--- Quoted text ---
↓↓↓
Maybe both races were created by another higher race of beings, and the 'Engineers' were simply jealous/envious/and/or slighted that the 'other' race (us) was created (and maybe more loved?!?)!

 

Hence, why they want to whipe us out?!?

Link to comment
Share on other sites

The full review from NRE...

 

Prometheus.

 

The Pros:

  • Visually appealing film in most areas, with a convincing otherworldy feel.
  • Nice link between the art direction of the original Alien and this film.
  • Shaw embracing her faith when others around her (her d*ck of a boyfriend/colleague, robo-David, et al) mocked or questioned it for no other reason than to break her (implied).
  • Shaw was a strong, interesting female without the need to turn her into a would-be badass more of a comment on real world social politics than being a character serving the story.

The Cons:

  • The pointless gimmick of suspicion about robot-David being the enemy (Ash, Alien '79), and works that angle until then end, when the heroine--after a final conflict--has a change of heart about the ripped apart robot (Bishop, Aliens '86). Someone loves the copy+paste function.
  • Distracting creature fight in the climax--distracing because the tentacled creature was such a CG element, that one would think they were playing a video game. There's no excuse for a production of this scale to allow such a fake creation to make the final cut.
  • Theron's Vickers used as the sinister company operative turns out to be a paper-thin scam, with the daddy issues being a tacked-on, unexplored motive for her presense in the film. Other than that, she marches around, issues orders for no other reason than to be a walking contrarian.
  • Who did not know Prometheus was going to be the "weapon" used to cause the alien ship's damage seen in the original film? Any hands? I did not think so.
  • Captain Janek had potential--easily the most likeable character in the film, but he was never developed well enough to make his sense of duty (to humanity) with his suicide run believable. Too hasty a decision. What was required was a character thinking man had no place "out there," and was human-centric to the point of realistic conflict with the scientists (or Vickers--when he was not getting in her pants).
↑↑↑
--- What you will do ---
According to the Prometheus review, which character was easily the most likeable in the film?

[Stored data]
↓↓↓
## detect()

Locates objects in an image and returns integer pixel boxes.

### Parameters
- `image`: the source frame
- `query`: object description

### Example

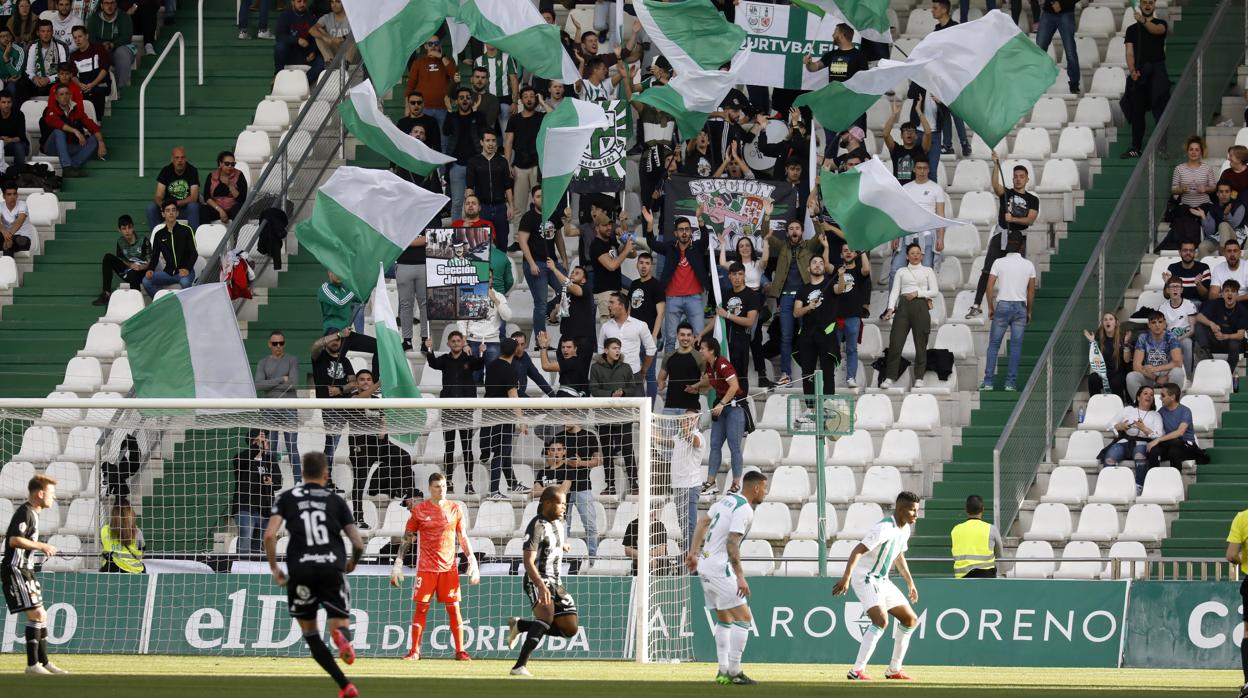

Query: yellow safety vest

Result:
[950,518,997,578]
[100,526,145,574]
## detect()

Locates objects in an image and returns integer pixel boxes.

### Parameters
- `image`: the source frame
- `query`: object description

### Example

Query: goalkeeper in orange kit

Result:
[391,472,480,662]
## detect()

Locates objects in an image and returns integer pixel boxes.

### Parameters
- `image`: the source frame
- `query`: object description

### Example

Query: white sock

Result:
[715,623,733,674]
[728,623,750,677]
[889,623,915,674]
[854,623,887,672]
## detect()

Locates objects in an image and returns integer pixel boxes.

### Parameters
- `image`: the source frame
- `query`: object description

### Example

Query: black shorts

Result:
[0,567,44,613]
[286,567,351,621]
[524,577,577,618]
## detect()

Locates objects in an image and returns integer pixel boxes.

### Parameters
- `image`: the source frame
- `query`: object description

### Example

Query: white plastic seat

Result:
[1088,466,1136,504]
[1023,502,1073,541]
[836,502,884,541]
[1071,503,1118,543]
[875,430,922,467]
[1118,504,1166,543]
[1136,467,1187,507]
[1053,541,1103,579]
[1184,358,1233,399]
[854,392,892,431]
[894,394,943,432]
[755,466,810,504]
[775,541,823,577]
[12,427,61,464]
[1080,395,1122,431]
[1011,541,1057,579]
[1040,466,1088,504]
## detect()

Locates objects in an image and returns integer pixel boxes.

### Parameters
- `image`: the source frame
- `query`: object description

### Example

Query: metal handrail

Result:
[992,0,1248,532]
[139,32,185,177]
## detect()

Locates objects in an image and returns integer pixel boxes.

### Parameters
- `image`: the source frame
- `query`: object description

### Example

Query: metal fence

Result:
[992,0,1248,531]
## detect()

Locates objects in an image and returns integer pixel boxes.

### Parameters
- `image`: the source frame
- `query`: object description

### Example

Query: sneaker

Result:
[329,628,356,667]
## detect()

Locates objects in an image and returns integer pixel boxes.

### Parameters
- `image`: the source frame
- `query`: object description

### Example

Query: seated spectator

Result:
[39,85,109,177]
[1083,312,1134,400]
[144,201,200,297]
[0,181,35,257]
[91,214,152,306]
[1188,278,1248,392]
[86,0,137,87]
[147,146,200,230]
[308,0,354,64]
[1127,310,1187,395]
[70,26,112,119]
[1097,386,1164,467]
[273,0,324,85]
[197,150,247,225]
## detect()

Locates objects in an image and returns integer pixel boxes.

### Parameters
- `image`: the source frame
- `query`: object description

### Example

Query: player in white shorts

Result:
[832,492,919,681]
[685,471,768,684]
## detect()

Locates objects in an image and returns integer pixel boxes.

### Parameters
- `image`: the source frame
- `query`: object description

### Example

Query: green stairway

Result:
[907,2,1218,577]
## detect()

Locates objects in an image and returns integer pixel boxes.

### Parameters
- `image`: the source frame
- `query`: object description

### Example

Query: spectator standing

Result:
[200,150,247,225]
[832,245,871,391]
[91,214,152,306]
[589,337,649,497]
[1188,278,1248,392]
[233,432,278,556]
[1127,311,1183,395]
[978,237,1036,392]
[464,131,512,252]
[0,182,36,257]
[273,0,324,85]
[142,199,200,298]
[880,242,940,390]
[147,146,200,230]
[1123,0,1169,159]
[966,154,1033,320]
[1032,0,1080,95]
[256,330,303,484]
[421,330,485,494]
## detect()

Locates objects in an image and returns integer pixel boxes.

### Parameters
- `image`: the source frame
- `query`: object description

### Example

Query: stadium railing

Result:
[992,0,1248,532]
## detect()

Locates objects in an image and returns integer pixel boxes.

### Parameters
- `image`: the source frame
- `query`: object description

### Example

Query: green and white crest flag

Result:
[819,157,962,250]
[344,0,456,92]
[736,0,837,90]
[910,10,1057,147]
[538,97,608,220]
[295,167,449,298]
[338,82,456,177]
[121,283,256,400]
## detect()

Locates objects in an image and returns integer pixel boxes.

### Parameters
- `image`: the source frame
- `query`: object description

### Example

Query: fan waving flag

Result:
[792,59,929,131]
[295,167,449,298]
[459,0,580,87]
[121,283,256,400]
[538,97,609,220]
[341,0,456,92]
[819,157,962,250]
[910,10,1057,147]
[338,82,456,177]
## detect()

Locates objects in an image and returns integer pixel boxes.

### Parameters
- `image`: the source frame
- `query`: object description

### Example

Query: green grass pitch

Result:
[0,654,1242,698]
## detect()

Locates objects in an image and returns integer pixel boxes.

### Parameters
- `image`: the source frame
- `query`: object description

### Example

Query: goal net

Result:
↑↑↑
--- Finished task ---
Captain Janek.